++++ EXCERPTED RECORDS ++++

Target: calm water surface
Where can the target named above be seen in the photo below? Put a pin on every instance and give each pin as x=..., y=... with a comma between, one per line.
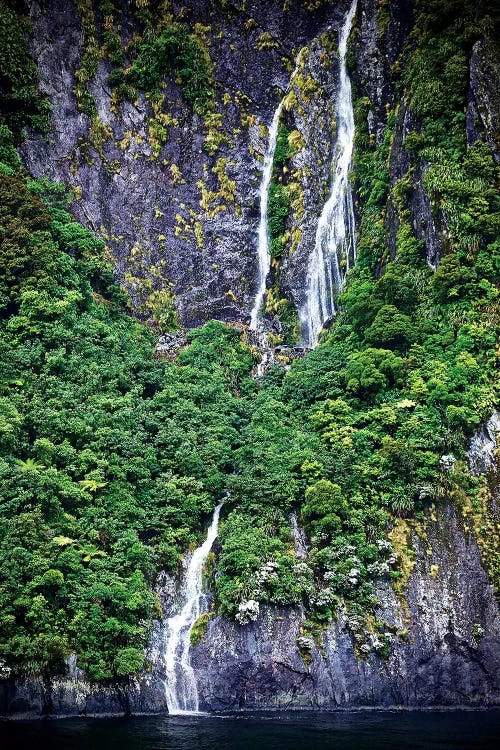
x=422, y=730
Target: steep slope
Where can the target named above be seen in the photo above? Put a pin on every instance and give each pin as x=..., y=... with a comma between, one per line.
x=357, y=560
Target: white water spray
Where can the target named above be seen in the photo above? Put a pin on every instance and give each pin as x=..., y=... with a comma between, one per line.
x=181, y=691
x=264, y=255
x=335, y=235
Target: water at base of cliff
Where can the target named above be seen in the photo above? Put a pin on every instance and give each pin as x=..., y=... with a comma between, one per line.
x=360, y=730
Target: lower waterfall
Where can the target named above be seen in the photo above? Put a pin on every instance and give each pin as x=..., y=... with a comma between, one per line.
x=181, y=691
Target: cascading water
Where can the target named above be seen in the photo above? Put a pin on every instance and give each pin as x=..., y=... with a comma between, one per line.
x=264, y=256
x=181, y=691
x=335, y=235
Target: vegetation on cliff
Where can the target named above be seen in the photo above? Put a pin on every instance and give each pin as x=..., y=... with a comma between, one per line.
x=112, y=459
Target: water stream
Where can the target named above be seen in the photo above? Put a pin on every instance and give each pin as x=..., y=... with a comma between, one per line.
x=181, y=691
x=335, y=234
x=264, y=256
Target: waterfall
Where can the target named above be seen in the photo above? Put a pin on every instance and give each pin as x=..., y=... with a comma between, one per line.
x=335, y=234
x=264, y=256
x=181, y=691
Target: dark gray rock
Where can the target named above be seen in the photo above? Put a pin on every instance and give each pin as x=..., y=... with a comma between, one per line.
x=449, y=655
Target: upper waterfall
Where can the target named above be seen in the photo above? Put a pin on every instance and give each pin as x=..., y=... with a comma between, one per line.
x=335, y=234
x=181, y=691
x=264, y=256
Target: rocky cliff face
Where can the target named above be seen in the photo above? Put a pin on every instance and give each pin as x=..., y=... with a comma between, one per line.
x=443, y=649
x=182, y=209
x=175, y=197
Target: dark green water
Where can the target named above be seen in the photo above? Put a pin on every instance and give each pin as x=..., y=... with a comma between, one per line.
x=419, y=730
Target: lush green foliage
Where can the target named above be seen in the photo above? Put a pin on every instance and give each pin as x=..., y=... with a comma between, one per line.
x=20, y=102
x=176, y=51
x=112, y=459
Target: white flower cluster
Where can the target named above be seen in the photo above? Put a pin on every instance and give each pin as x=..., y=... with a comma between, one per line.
x=267, y=573
x=322, y=597
x=248, y=612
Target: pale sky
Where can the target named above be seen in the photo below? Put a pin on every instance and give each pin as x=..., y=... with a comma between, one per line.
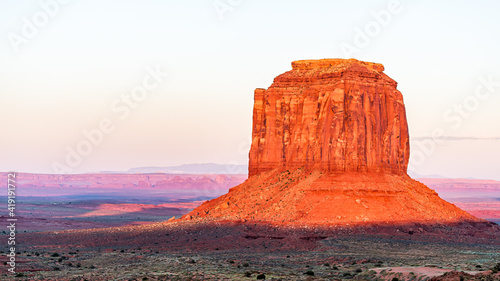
x=65, y=67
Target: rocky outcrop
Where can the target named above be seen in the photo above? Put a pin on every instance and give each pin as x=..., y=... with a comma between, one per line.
x=330, y=146
x=330, y=115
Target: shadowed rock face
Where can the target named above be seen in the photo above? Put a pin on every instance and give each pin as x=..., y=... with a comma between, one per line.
x=331, y=146
x=330, y=115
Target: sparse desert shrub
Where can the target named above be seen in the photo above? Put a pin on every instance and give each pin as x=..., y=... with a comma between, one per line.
x=309, y=272
x=496, y=268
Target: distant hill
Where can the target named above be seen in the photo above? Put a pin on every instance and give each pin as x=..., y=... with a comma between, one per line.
x=206, y=168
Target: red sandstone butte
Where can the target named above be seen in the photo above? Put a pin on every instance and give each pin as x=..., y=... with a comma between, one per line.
x=330, y=145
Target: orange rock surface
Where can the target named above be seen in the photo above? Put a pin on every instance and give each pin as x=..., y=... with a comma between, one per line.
x=330, y=146
x=330, y=115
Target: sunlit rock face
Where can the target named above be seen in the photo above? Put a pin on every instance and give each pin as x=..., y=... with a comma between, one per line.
x=330, y=145
x=331, y=115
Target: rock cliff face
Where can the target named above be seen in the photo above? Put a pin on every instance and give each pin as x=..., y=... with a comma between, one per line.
x=330, y=146
x=330, y=115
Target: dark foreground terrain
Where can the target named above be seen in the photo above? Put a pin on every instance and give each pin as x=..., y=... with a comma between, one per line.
x=250, y=251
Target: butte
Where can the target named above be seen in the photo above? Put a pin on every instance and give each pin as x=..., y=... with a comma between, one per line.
x=330, y=146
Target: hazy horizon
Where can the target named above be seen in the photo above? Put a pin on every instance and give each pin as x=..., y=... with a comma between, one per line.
x=168, y=83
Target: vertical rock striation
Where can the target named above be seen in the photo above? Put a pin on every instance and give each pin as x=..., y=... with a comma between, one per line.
x=330, y=145
x=331, y=115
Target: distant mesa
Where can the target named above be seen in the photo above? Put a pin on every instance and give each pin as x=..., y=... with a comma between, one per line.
x=330, y=145
x=205, y=168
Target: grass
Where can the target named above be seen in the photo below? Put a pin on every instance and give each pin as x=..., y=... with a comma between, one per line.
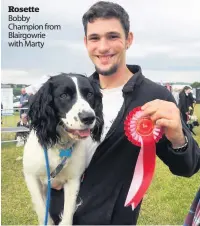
x=166, y=202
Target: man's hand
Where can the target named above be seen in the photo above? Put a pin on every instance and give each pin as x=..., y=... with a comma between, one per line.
x=166, y=114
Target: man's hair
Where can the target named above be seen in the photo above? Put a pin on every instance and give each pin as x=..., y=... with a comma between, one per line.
x=106, y=10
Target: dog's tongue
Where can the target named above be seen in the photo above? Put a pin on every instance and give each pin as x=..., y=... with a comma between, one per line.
x=82, y=133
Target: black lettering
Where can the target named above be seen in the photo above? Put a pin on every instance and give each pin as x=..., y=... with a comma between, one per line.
x=11, y=9
x=29, y=9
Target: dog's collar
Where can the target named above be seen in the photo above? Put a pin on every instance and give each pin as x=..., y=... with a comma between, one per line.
x=64, y=154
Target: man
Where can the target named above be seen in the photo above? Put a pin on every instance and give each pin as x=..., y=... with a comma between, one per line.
x=184, y=103
x=23, y=101
x=107, y=179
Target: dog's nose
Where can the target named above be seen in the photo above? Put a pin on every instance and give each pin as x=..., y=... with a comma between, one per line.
x=86, y=117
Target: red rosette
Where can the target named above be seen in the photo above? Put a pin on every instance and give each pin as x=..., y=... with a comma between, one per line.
x=142, y=132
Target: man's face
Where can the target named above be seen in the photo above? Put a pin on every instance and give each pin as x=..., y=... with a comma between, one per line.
x=106, y=44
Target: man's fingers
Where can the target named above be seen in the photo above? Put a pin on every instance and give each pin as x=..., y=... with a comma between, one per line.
x=165, y=123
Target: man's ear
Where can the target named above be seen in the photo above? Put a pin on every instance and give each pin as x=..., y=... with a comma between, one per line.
x=129, y=40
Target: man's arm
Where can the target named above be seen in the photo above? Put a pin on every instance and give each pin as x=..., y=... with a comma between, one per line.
x=166, y=114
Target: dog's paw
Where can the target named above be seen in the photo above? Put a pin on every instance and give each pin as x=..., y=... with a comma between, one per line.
x=50, y=222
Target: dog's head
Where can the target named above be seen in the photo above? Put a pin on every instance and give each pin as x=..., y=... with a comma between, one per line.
x=70, y=101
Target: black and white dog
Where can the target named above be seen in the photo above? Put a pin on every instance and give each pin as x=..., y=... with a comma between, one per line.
x=65, y=110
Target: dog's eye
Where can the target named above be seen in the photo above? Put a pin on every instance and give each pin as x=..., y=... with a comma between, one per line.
x=89, y=94
x=65, y=96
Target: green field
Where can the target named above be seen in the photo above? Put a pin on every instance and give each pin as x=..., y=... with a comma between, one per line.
x=166, y=202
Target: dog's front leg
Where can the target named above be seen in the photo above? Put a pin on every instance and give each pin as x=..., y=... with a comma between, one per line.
x=35, y=190
x=71, y=189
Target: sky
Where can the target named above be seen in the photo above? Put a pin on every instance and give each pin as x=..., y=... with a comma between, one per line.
x=166, y=40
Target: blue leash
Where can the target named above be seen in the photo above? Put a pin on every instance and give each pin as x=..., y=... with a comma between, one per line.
x=48, y=187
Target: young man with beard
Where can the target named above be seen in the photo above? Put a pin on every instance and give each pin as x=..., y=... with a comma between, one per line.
x=111, y=163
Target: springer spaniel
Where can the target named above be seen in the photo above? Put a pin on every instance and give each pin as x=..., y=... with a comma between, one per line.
x=66, y=110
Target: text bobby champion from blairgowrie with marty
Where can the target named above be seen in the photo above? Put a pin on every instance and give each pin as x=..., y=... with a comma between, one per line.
x=23, y=33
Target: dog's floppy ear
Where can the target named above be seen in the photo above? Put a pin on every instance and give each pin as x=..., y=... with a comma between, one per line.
x=42, y=115
x=98, y=108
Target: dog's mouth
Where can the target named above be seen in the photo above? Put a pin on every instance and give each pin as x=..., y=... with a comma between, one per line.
x=80, y=133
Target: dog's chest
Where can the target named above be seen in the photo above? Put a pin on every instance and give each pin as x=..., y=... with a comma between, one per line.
x=55, y=162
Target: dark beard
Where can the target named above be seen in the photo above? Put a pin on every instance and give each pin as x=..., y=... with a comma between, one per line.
x=109, y=72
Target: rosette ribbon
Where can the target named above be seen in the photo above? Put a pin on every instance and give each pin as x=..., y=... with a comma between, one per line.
x=142, y=132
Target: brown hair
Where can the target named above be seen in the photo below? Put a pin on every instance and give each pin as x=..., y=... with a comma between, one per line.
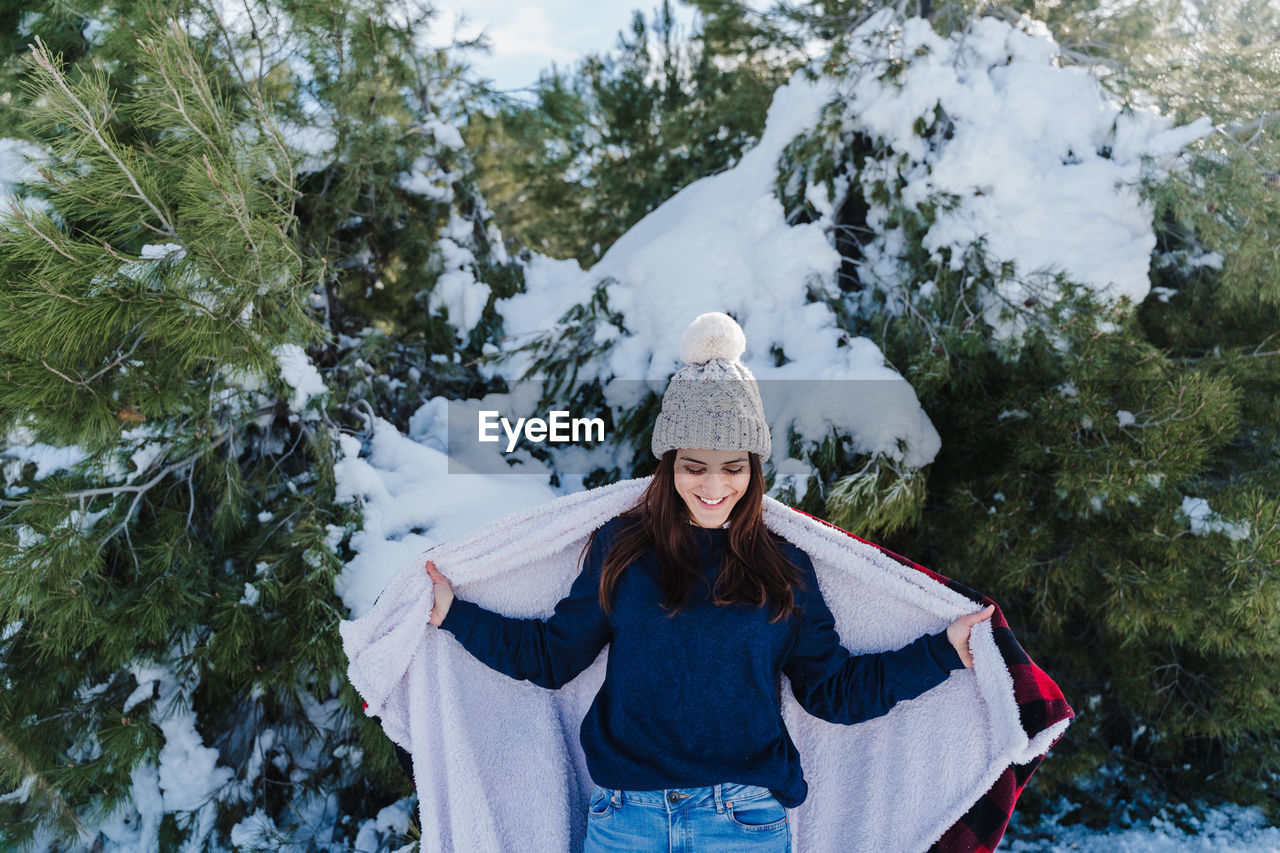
x=754, y=569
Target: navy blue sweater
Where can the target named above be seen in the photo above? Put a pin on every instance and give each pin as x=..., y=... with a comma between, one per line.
x=693, y=699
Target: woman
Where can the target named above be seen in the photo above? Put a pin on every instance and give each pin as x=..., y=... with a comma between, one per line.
x=703, y=610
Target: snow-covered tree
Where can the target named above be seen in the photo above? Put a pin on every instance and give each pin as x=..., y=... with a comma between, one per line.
x=218, y=272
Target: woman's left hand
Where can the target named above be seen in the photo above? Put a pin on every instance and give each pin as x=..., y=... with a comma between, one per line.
x=959, y=632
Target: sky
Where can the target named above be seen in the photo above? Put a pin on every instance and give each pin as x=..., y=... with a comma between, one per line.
x=528, y=37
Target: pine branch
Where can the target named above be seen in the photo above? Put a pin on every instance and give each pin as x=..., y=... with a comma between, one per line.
x=40, y=51
x=60, y=811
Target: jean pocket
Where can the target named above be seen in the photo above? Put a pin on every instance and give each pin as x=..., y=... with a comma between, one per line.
x=758, y=815
x=600, y=803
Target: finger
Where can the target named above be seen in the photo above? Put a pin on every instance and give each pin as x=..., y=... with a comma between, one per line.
x=982, y=615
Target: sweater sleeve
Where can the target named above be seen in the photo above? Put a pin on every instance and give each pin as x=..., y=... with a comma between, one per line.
x=547, y=652
x=836, y=685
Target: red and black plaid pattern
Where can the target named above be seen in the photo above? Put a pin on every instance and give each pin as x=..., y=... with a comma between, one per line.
x=1040, y=705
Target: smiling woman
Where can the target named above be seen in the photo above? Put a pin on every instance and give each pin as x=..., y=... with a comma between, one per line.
x=711, y=483
x=704, y=609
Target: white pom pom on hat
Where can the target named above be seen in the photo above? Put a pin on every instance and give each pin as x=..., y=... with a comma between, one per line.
x=713, y=401
x=712, y=336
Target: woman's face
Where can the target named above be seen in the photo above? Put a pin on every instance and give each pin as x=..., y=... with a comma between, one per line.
x=711, y=483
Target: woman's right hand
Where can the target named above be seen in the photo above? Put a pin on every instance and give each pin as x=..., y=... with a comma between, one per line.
x=443, y=594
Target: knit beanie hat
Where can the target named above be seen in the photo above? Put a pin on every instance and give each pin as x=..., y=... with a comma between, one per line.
x=713, y=401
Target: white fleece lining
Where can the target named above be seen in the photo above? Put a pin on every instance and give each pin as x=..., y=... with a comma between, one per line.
x=498, y=763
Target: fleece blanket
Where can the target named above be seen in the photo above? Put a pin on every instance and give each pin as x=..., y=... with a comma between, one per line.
x=498, y=765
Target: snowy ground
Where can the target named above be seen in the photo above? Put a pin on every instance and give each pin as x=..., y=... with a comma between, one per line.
x=1230, y=829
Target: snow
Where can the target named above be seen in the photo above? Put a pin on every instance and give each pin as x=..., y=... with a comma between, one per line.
x=411, y=501
x=1229, y=829
x=1040, y=165
x=1203, y=520
x=48, y=457
x=723, y=243
x=300, y=374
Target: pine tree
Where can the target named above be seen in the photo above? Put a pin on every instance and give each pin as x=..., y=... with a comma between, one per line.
x=609, y=140
x=232, y=258
x=1110, y=475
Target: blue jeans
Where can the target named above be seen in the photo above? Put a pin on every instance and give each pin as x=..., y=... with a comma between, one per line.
x=727, y=817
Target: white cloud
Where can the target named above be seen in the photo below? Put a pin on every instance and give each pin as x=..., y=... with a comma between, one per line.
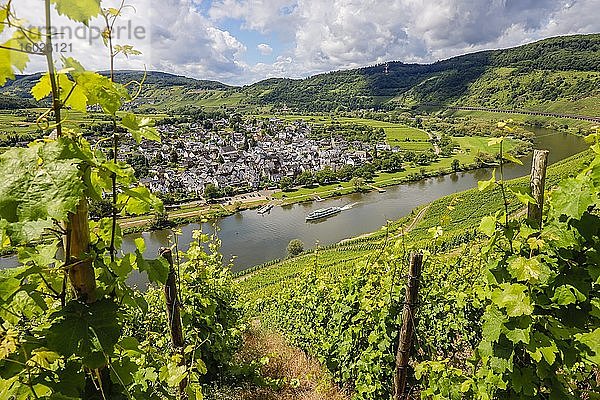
x=340, y=34
x=177, y=38
x=264, y=49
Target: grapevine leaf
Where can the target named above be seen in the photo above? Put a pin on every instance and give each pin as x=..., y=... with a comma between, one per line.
x=541, y=346
x=85, y=330
x=157, y=270
x=518, y=335
x=513, y=298
x=37, y=184
x=139, y=200
x=523, y=197
x=591, y=340
x=493, y=322
x=567, y=294
x=573, y=197
x=78, y=10
x=72, y=95
x=488, y=225
x=43, y=88
x=3, y=16
x=172, y=374
x=528, y=270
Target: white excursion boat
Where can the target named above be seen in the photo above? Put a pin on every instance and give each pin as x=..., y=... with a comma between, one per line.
x=323, y=213
x=265, y=209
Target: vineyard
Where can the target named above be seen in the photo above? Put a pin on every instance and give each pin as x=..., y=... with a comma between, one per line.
x=509, y=303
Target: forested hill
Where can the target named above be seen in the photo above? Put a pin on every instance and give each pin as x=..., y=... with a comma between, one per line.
x=559, y=74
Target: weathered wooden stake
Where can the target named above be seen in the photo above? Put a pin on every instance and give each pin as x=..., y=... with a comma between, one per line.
x=537, y=183
x=77, y=247
x=406, y=331
x=173, y=313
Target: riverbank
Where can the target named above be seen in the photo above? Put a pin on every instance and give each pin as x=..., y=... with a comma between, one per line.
x=193, y=212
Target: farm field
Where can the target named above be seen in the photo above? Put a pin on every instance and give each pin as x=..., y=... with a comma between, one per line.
x=458, y=215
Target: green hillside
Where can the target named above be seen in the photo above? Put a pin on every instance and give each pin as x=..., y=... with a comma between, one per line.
x=535, y=75
x=559, y=75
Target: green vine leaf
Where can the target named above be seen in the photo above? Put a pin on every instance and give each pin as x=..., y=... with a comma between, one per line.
x=513, y=298
x=567, y=294
x=89, y=331
x=529, y=270
x=38, y=184
x=573, y=197
x=488, y=225
x=591, y=340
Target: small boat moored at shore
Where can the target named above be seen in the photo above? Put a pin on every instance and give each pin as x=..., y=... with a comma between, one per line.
x=323, y=213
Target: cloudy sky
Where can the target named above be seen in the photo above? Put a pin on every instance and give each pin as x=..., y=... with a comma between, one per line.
x=243, y=41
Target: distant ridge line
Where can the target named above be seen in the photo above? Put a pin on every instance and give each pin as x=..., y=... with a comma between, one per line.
x=525, y=112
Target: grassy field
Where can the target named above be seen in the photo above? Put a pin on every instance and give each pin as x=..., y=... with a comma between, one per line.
x=396, y=134
x=22, y=122
x=457, y=214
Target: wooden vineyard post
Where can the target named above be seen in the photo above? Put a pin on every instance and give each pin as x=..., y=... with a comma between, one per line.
x=173, y=312
x=408, y=320
x=77, y=247
x=537, y=182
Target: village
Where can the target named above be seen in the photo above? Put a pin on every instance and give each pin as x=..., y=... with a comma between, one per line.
x=255, y=155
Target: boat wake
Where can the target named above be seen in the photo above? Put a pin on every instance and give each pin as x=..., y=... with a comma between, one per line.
x=348, y=206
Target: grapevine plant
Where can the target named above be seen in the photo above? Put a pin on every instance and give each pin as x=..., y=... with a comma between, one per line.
x=70, y=326
x=541, y=325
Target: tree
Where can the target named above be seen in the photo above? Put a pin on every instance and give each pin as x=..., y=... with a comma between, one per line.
x=455, y=165
x=211, y=191
x=295, y=247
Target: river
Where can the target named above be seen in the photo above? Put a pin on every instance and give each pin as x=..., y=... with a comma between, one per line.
x=253, y=239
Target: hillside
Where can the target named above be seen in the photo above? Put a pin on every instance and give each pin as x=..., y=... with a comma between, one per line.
x=160, y=88
x=535, y=75
x=559, y=75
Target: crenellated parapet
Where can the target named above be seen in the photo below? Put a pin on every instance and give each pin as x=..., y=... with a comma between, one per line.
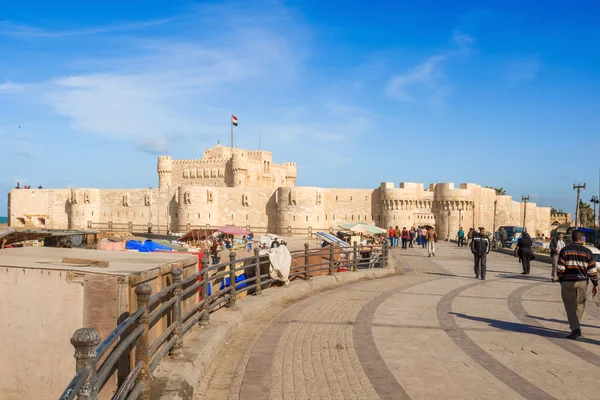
x=83, y=205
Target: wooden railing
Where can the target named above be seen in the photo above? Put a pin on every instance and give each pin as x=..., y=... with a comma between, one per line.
x=97, y=359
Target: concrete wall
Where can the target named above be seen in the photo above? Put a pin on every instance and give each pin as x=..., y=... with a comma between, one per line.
x=40, y=311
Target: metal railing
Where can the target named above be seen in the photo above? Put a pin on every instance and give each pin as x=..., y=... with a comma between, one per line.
x=219, y=285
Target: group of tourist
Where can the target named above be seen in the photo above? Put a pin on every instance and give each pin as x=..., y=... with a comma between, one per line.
x=573, y=265
x=424, y=236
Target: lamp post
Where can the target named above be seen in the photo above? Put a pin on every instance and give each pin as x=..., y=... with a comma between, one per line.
x=448, y=237
x=578, y=187
x=494, y=228
x=525, y=199
x=594, y=201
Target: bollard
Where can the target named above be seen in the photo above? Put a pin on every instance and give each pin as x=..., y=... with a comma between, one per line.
x=205, y=320
x=331, y=261
x=232, y=288
x=355, y=264
x=85, y=341
x=143, y=292
x=257, y=272
x=177, y=349
x=306, y=271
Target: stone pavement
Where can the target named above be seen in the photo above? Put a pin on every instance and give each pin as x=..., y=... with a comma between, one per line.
x=435, y=332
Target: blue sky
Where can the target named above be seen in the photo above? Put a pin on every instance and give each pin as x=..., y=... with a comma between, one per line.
x=357, y=93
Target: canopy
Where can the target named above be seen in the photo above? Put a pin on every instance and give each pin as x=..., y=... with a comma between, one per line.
x=233, y=230
x=363, y=228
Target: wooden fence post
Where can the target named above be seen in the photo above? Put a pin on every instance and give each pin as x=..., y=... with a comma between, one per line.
x=205, y=320
x=306, y=271
x=331, y=258
x=257, y=272
x=355, y=264
x=85, y=341
x=177, y=349
x=143, y=292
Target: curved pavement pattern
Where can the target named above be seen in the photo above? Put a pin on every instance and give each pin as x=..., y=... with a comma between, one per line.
x=435, y=332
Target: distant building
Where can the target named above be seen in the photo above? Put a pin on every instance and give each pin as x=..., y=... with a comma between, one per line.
x=242, y=187
x=560, y=219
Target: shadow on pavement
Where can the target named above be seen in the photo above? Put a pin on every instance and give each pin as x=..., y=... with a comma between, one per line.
x=560, y=321
x=524, y=328
x=526, y=278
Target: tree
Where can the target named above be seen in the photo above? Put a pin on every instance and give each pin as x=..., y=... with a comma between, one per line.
x=499, y=191
x=586, y=215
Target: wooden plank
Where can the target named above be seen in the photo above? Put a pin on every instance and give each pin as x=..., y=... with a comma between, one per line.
x=85, y=263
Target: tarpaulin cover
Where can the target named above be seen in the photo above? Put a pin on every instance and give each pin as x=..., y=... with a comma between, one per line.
x=147, y=247
x=239, y=278
x=233, y=230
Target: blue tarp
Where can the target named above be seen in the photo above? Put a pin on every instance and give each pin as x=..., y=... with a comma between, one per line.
x=147, y=247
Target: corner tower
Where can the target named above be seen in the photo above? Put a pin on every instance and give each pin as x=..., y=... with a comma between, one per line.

++++

(TASK STATEMENT): Reproduce precisely the span of lines that begins at the line containing "Target: wooden plank" and ends with the last line of the listing.

(RESPONSE):
Target: wooden plank
Where can the target named above be seen in the photo above? Put a pin on every instance and give each pin as x=..., y=... with a comma between, one per line.
x=85, y=263
Target: tarpaulin cover
Where can the target named above be seen in the photo above? Put a pin on every instance and give each pin as x=..., y=... with a comma between, one per line.
x=147, y=247
x=239, y=278
x=233, y=230
Target: blue tarp
Where can the target named above be seen in the photo above? Put a pin on every instance and give each pin as x=..., y=... with a comma between, one per line.
x=147, y=247
Target: corner tower
Where can the target named above be seen in the photo above? Put a pin on every instance and give each pin as x=..., y=... with a comma between, one per line.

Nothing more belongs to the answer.